Stored items:
+ + + + + + +

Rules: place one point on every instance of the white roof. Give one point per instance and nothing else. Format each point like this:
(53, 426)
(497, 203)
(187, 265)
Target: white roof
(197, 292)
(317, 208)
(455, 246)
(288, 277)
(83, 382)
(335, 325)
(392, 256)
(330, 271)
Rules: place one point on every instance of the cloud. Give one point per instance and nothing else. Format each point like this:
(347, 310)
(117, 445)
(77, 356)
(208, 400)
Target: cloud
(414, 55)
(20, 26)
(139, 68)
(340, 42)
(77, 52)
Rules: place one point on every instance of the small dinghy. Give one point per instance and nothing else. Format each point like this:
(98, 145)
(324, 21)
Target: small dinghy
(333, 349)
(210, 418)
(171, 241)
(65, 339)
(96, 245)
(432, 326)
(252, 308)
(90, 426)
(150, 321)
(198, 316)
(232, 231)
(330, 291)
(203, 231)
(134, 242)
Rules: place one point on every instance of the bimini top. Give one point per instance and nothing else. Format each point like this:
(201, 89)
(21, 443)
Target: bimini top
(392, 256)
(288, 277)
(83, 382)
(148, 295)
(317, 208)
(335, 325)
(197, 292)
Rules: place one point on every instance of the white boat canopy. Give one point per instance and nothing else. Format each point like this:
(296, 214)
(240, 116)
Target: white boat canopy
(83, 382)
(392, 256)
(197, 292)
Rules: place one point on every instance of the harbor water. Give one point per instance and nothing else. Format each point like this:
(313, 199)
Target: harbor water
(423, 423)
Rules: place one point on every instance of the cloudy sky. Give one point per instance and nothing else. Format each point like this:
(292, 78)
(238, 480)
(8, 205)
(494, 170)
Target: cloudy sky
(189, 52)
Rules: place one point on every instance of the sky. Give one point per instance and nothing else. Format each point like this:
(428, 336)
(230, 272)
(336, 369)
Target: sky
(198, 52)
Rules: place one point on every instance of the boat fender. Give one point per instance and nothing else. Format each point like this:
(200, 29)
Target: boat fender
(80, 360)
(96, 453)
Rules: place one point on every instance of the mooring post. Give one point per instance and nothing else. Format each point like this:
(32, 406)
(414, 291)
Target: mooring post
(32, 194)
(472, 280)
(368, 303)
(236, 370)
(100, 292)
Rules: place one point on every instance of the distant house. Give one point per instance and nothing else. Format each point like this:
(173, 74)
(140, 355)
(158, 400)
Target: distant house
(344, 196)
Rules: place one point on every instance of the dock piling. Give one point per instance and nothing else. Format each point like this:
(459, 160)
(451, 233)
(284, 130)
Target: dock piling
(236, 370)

+ + + + + + +

> [Exercise requirements]: Copy the records exactly, keeping every word in place.

> [Result of the task]:
Rules: place one point on every instance of the white roof. Give one point per instance and nothing else. Format each point like this:
(53, 426)
(497, 203)
(187, 265)
Target: white roof
(197, 292)
(317, 208)
(455, 246)
(288, 277)
(83, 382)
(335, 325)
(392, 256)
(330, 271)
Rules: place one point on every instance of the cloud. Give one point per instance and nothing else. Format each point like this:
(347, 310)
(117, 445)
(77, 356)
(208, 400)
Target: cloud
(414, 55)
(20, 26)
(139, 68)
(340, 42)
(77, 52)
Rules: place one point on every instance of the small dinghy. Give one point per instance and nothing else. Format each point like this:
(98, 145)
(324, 21)
Target: small dinghy
(333, 349)
(210, 418)
(171, 241)
(65, 339)
(96, 245)
(432, 326)
(252, 308)
(90, 426)
(150, 321)
(198, 316)
(232, 231)
(330, 291)
(203, 231)
(134, 242)
Rules: place one point on every instance of the bimini top. Give one point per instance and nothing else. Format each point like this:
(201, 89)
(21, 443)
Target: bimini top
(392, 256)
(288, 277)
(83, 382)
(148, 295)
(317, 208)
(335, 325)
(197, 292)
Rules: place one point on every instance of the white boat canopy. Give one point per instance and nothing else. Format each point like this:
(296, 214)
(240, 116)
Target: white boat canopy
(83, 382)
(392, 256)
(197, 292)
Rules: place one point on every instance of the harbor water. Give one point per instance and nothing else. Format each point like this:
(313, 199)
Target: harbor water
(423, 423)
Rules: place one point on every instance of the cloudy sky. Give one point per instance and nothing else. Format each point like this:
(292, 78)
(238, 480)
(8, 205)
(494, 170)
Target: cloudy sky
(189, 52)
Rules: place one point on every instance of the sky. Give one point per instance and nothing else. Format each point like this:
(428, 336)
(230, 272)
(336, 369)
Target: sky
(198, 52)
Rules: place one point on every instance of the boat fender. Give one point per instance and nothing else. Format each point like this:
(200, 29)
Target: boat fender
(80, 360)
(96, 453)
Rules: place one point on every instance of the mooring post. Give one point per instance and nothing else. Format each point like this:
(32, 406)
(414, 291)
Target: mooring post
(32, 194)
(472, 280)
(368, 303)
(236, 370)
(100, 292)
Rules: place one point on every instance of the distant house. Give one point per instance and nothing else. Format each point like this:
(173, 74)
(140, 355)
(158, 400)
Target: distant house
(344, 196)
Rules: place one point on every instance of the dock piling. Give one point per instance and nothing else. Format each point like this:
(459, 160)
(451, 233)
(284, 130)
Target: dock piling
(236, 370)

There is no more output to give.